[Dataset rows showing where objects appear]
+++++
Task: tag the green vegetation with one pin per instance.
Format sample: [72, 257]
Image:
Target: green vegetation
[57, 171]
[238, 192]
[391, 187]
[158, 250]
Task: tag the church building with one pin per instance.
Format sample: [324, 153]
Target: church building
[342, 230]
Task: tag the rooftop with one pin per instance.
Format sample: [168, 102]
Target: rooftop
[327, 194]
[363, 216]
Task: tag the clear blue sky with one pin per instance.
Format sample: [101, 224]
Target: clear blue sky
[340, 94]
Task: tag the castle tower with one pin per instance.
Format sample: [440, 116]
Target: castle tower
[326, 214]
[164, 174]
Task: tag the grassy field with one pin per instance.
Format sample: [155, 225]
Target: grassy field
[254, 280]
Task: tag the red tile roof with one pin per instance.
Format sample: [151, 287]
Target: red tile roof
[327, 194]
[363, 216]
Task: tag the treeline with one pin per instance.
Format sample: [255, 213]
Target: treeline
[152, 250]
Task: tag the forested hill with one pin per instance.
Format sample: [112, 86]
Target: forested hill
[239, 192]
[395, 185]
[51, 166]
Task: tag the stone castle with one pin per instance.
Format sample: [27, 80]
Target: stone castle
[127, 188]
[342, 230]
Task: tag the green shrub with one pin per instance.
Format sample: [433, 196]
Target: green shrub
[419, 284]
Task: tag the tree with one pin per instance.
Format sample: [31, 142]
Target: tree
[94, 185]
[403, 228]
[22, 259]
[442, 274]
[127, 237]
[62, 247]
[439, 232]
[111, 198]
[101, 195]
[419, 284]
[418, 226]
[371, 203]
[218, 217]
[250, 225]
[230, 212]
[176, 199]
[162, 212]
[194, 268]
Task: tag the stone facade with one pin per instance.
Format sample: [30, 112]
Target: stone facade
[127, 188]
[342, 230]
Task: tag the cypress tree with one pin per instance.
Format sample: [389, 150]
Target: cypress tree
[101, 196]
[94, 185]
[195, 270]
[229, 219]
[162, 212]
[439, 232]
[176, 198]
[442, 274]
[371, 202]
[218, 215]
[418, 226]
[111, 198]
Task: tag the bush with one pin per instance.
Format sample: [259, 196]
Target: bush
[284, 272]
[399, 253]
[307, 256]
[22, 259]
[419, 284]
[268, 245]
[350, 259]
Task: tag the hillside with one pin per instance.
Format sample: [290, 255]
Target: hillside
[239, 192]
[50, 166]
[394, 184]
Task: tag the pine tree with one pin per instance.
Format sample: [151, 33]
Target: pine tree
+++++
Please convert the stretch from the line containing "Task: tag the pine" through the end of the listing into a Markdown table with the columns Row and Line. Number each line and leave out any blank lines.

**Result for this task**
| Row | Line |
|---|---|
| 1 | Task: tag the pine tree with one pin per instance. |
| 2 | Format sample: [151, 33] |
| 3 | Target: pine tree |